**EXERCISE AIM:** Render every row that follows as a JSON list of strings, one string per line, omitting any blank lines.

- - -

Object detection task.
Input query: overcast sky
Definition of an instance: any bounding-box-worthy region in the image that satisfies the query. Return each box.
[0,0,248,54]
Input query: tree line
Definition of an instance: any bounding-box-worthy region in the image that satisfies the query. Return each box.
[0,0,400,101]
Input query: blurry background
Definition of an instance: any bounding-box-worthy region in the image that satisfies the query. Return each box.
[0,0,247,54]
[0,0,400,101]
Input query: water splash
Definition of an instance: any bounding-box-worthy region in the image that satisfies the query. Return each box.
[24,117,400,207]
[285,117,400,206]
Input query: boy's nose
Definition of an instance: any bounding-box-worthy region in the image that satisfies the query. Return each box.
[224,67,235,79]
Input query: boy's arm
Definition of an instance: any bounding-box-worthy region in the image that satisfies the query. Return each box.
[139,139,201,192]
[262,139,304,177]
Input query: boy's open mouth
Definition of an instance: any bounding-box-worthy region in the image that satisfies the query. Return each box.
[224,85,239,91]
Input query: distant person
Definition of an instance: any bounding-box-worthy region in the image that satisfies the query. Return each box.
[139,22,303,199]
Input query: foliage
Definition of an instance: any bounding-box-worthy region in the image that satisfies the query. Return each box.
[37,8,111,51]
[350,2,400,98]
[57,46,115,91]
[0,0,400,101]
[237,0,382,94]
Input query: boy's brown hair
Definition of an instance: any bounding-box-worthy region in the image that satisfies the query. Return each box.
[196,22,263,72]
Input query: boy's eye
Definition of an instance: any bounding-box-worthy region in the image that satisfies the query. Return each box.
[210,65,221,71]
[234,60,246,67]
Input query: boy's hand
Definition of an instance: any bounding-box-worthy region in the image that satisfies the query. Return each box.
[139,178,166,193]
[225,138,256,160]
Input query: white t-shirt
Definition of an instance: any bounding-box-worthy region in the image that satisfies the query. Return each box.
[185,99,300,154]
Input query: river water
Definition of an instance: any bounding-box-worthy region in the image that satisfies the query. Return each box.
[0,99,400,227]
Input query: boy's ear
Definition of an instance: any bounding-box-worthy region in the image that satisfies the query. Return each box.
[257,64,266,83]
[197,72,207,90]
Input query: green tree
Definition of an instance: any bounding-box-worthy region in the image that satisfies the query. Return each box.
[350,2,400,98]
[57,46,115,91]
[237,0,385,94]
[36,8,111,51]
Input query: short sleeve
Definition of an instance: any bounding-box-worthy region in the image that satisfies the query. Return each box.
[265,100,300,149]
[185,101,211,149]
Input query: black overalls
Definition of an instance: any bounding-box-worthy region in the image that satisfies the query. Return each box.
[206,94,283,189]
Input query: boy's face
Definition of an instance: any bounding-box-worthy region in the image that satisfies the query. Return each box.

- - -

**EXERCISE ANSWER:**
[
  "Object detection task.",
  "Input query: overcast sky",
  "Definition of an instance: any bounding-box-worthy region in the image that satisfies the query. Return each box.",
  "[0,0,248,54]",
  "Input query: tree line",
  "Definition of an instance: any bounding-box-worthy region in the image that satisfies the query. Return each box.",
  "[0,0,400,101]",
  "Input query: blurry background",
  "Definition of an instance: any bounding-box-worthy region in the image that satisfies the query. Return each box.",
  "[0,0,247,54]",
  "[0,0,400,101]",
  "Input query: water splash",
  "Definition of an instance: any bounding-box-worthy region in the image that satisfies the query. Return each box.",
  "[24,117,400,207]",
  "[285,117,400,206]",
  "Input query: boy's nose",
  "Definition of an instance: any bounding-box-worthy region in the image that satisfies the query. Return each box.",
  "[224,67,235,79]",
  "Input query: boy's arm",
  "Definition of an instance: any bounding-box-worthy region in the image that satisfies the query. Return each box.",
  "[139,139,201,192]",
  "[262,139,304,177]",
  "Input query: boy's open mouth",
  "Definition of an instance: any bounding-box-worthy region in the image that satisfies the query. Return each box.",
  "[224,85,239,91]",
  "Input query: distant person",
  "Definition of an instance: any bounding-box-worthy region in the image that satisfies the query. Return each box.",
  "[139,22,303,199]",
  "Input query: foliage",
  "Definition of an instance: any bounding-box-worthy region in the image that satisfies the query. Return each box.",
  "[37,8,111,51]",
  "[350,2,400,98]",
  "[57,46,115,91]",
  "[0,0,400,101]",
  "[237,0,382,94]",
  "Input query: boy's brown hair",
  "Definition of an instance: any bounding-box-worthy region in the image that satisfies the query. Return each box.",
  "[196,22,263,72]",
  "Input query: boy's eye",
  "Definition of an instance: any bounding-box-worthy region in the image that satisfies the query. Return each box.",
  "[210,65,221,71]",
  "[234,60,246,67]",
  "Input query: boy's hand",
  "Definition of an instance: any bounding-box-worthy region in the image that satisfies the query. Return each box.",
  "[139,178,166,193]",
  "[225,138,256,160]",
  "Input query: white t-shirt",
  "Definition of an instance: any bounding-box-worthy region in the image that satisfies the query. Return each box.",
  "[185,99,300,154]",
  "Input query: river water",
  "Definition of an instance: any bounding-box-worthy region in the image that satisfies the query. Return each box.",
  "[0,99,400,227]",
  "Input query: boy's ear",
  "Definition of an instance: any bounding-box-worthy region in the image that satisfies the query. Return each box.",
  "[257,64,266,83]",
  "[197,72,207,90]",
  "Input query: green tree",
  "Definition of an instance: any bounding-box-worthy region in the image that satisfies the query. Return each box.",
  "[350,2,400,98]",
  "[57,46,115,91]",
  "[237,0,385,94]",
  "[36,8,111,51]",
  "Input query: short sleeve",
  "Definition of an instance: any bounding-box-worthy region in the image that satisfies the query. Return each box.",
  "[265,100,300,149]",
  "[185,101,211,149]",
  "Input query: black overalls",
  "Definition of an instance: any bounding-box-worthy region in the image that satisfies the query. Return each box.",
  "[206,94,283,189]",
  "Input query: boy's face",
  "Definition of an instance: any bounding-box-worthy region in the image that satisfies the query. Return each box."
]